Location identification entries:
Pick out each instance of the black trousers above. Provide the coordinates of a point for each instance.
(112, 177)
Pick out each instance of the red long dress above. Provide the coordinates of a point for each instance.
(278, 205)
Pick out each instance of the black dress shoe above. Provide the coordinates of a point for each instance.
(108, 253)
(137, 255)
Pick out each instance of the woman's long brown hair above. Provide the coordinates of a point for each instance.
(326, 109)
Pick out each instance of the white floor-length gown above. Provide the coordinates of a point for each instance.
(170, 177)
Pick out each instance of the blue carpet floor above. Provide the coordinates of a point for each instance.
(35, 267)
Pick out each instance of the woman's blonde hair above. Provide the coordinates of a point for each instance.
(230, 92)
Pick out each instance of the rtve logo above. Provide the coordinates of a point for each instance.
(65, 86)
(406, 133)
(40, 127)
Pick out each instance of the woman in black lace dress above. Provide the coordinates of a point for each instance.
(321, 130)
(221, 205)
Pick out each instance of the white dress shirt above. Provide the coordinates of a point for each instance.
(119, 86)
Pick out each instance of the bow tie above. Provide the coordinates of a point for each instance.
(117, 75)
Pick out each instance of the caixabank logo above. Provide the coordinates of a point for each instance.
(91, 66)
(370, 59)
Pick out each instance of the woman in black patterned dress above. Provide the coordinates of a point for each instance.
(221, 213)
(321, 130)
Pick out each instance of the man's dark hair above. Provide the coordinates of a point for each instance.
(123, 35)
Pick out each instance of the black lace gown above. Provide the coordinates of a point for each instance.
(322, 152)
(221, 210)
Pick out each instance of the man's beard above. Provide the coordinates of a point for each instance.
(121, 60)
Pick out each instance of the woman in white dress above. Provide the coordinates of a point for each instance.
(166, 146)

EXERCISE: Turn the items above into a Markdown table with the columns Row and Line. Number each line in Row, put its text in Line, and leave out blank lines.

SOLUTION TO THE EXERCISE:
| Row | Line |
|---|---|
| 1 | Pick out each instance of the black trousers above. Provide the coordinates of a point for each instance. |
| 2 | (112, 177) |
| 3 | Pick out each instance of the red long dress above. Provide the coordinates of a point for each instance. |
| 4 | (278, 205) |
| 5 | Pick out each instance of the black dress shoe above. Provide the coordinates of a point for each instance. |
| 6 | (108, 253) |
| 7 | (137, 255) |
| 8 | Pick out each instance of the woman's long brown hair above. Provide the coordinates of a point for each instance. |
| 9 | (326, 109) |
| 10 | Pick out each instance of the white floor-length gown above. Provide the coordinates of a point for each instance. |
| 11 | (170, 177) |
| 12 | Pick out each instance of the blue carpet floor above. Provide the coordinates of a point for each instance. |
| 13 | (35, 267) |
| 14 | Pick out each instance of the woman's blonde hair above. Provide the coordinates of a point for each instance. |
| 15 | (230, 92) |
| 16 | Pick out each instance of the rtve logo above. Provide the coordinates of a point for each instance. |
| 17 | (65, 86) |
| 18 | (406, 133) |
| 19 | (40, 127) |
| 20 | Pick out each instance of the woman in black lace dress above. Provide the coordinates of a point for each instance. |
| 21 | (321, 130) |
| 22 | (221, 205) |
| 23 | Pick out each instance of the white dress shirt above. Provide the coordinates of a point for each instance. |
| 24 | (119, 86) |
| 25 | Pick out each instance of the bow tie above. Provide the coordinates of a point for each instance. |
| 26 | (117, 75) |
| 27 | Pick out each instance of the caixabank logo above. Provide the coordinates of a point for each instance. |
| 28 | (91, 66) |
| 29 | (370, 59) |
| 30 | Pick out each instance of the woman in black patterned dress above. Provide the coordinates of a point for each instance. |
| 31 | (221, 213) |
| 32 | (321, 130) |
| 33 | Pick out each instance of the man's dark hair above. Provide the coordinates of a point for each instance. |
| 34 | (123, 35) |
| 35 | Pick out each instance of the black lace gown above. Provide the coordinates of a point for each instance. |
| 36 | (322, 152) |
| 37 | (221, 210) |
| 38 | Pick out each instance of the man's beard above. Provide the coordinates of a point for each instance. |
| 39 | (121, 60) |
| 40 | Pick out each instance of the woman in white dress above. Provide the coordinates of a point for each instance. |
| 41 | (166, 146) |